Так вот, однажды на дне цилиндра вижу какую-то угольно-чёрную крысу – не крысу: не поймёшь что. С опаской достаю: может, живая, ещё укусит. Удивлению не было предела: в руке оказалась… пищуха! Хвостика никакого, ушки большие, кругленькие – придают мордочке заполошное выражение. Когда-то много видел их на Баргузинском хребте. Но зверьки эти всегда рыженькие, живут колониями высоко в горных каменных россыпях, а здесь равнинный лес даже без намёка на самую завалящую россыпушку. Откуда взялась?! Отчего чёрная, догадался сразу: это редчайшая индивидуальность в животном мире – мелонист; обычная окраска пищух (кстати, ближайших родичей зайцев!) – они хромисты.

Собранные данные »
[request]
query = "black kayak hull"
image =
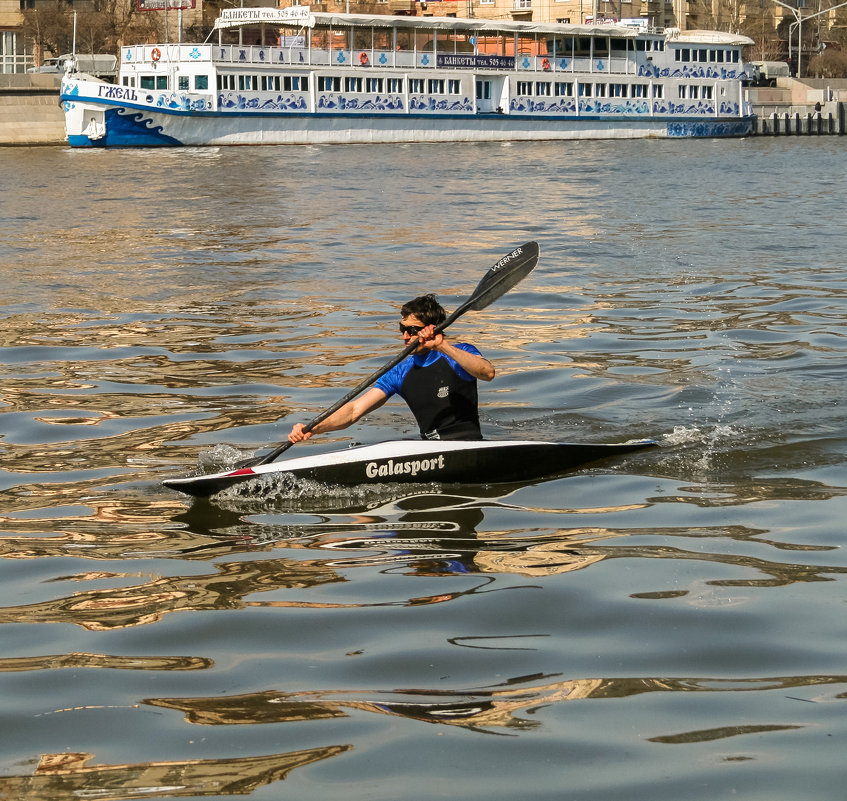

Цель задания »
Перепишите целиком фрагмент о чёрной пищухе, сохранив каждое слово и каждый знак препинания.

Итоговый ответ »
Так вот, однажды на дне цилиндра вижу какую-то угольно-чёрную крысу – не крысу: не поймёшь что. С опаской достаю: может, живая, ещё укусит. Удивлению не было предела: в руке оказалась… пищуха! Хвостика никакого, ушки большие, кругленькие – придают мордочке заполошное выражение. Когда-то много видел их на Баргузинском хребте. Но зверьки эти всегда рыженькие, живут колониями высоко в горных каменных россыпях, а здесь равнинный лес даже без намёка на самую завалящую россыпушку. Откуда взялась?! Отчего чёрная, догадался сразу: это редчайшая индивидуальность в животном мире – мелонист; обычная окраска пищух (кстати, ближайших родичей зайцев!) – они хромисты.